● **REQUIREMENTS**: Copy out all of the records below word for word, leaving out the pictures.
────────────────────
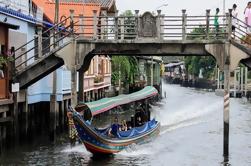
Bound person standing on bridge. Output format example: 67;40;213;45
214;8;220;37
232;4;238;38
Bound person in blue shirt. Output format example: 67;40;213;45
108;117;120;137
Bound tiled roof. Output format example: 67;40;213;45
54;0;114;8
83;0;114;8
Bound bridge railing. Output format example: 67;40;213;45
74;15;137;40
71;10;232;40
232;16;251;45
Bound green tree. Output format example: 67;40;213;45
185;26;216;79
119;10;135;39
112;56;139;85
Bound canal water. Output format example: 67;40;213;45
0;85;251;166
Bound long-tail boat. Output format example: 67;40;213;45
69;86;160;154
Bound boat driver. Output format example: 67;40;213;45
108;117;119;137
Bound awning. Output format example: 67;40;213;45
0;21;19;30
165;62;184;67
80;86;158;116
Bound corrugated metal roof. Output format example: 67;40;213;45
83;0;114;8
48;0;114;8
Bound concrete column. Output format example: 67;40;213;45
60;100;66;128
234;70;237;97
206;9;210;39
135;10;140;38
12;92;19;144
157;10;161;40
92;90;95;101
217;68;220;89
240;67;244;94
78;70;85;101
238;67;241;91
223;46;230;158
22;90;29;138
70;9;74;36
100;10;108;39
93;10;98;40
182;9;187;40
49;93;57;142
79;14;84;36
114;10;119;40
71;66;78;107
37;26;43;58
120;18;125;40
151;56;153;86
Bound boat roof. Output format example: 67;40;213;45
79;86;158;116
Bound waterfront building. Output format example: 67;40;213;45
28;0;115;104
0;0;43;144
────────────────────
● **WRITTEN RESPONSE**:
Bound person standing on bridge. Output format example: 67;40;213;45
214;8;220;37
232;4;238;38
Bound person in blue shirt. Output format example: 67;40;213;45
108;117;120;137
Bound tiled roof. Output format example: 67;40;213;45
54;0;114;8
83;0;114;8
Bound bridge railing. Output format example: 67;40;213;45
74;15;137;40
71;10;232;40
232;16;251;45
Bound green tree. Output format example: 67;40;213;45
185;26;216;79
119;10;135;39
112;56;139;85
Bound canal water. Output format example: 67;40;213;45
0;85;251;166
Bound long-tail boat. Output format example: 67;40;213;45
69;86;160;154
Bound boat driver. Output format example: 67;40;213;45
108;117;119;137
Bound awning. Output format example: 67;40;213;45
0;21;19;30
165;62;184;67
80;86;158;116
Bound corrugated metal roof. Output format example: 67;40;213;45
83;0;114;8
48;0;114;8
Bound concrete column. Output format example: 67;40;213;45
60;100;66;128
234;70;237;97
206;9;210;39
135;10;140;38
12;92;19;144
157;10;161;40
92;90;95;101
217;68;220;89
240;67;244;94
78;70;85;101
238;67;241;91
223;46;230;158
22;90;29;138
70;9;74;36
100;10;108;39
93;10;98;40
182;9;187;40
49;93;57;142
79;14;84;36
114;10;119;40
71;66;78;107
37;26;43;58
120;18;125;40
151;56;153;86
Bound boat roof. Output format example: 67;40;213;45
79;86;158;116
Bound waterfront building. Output format example: 67;40;213;45
28;0;115;104
0;0;43;144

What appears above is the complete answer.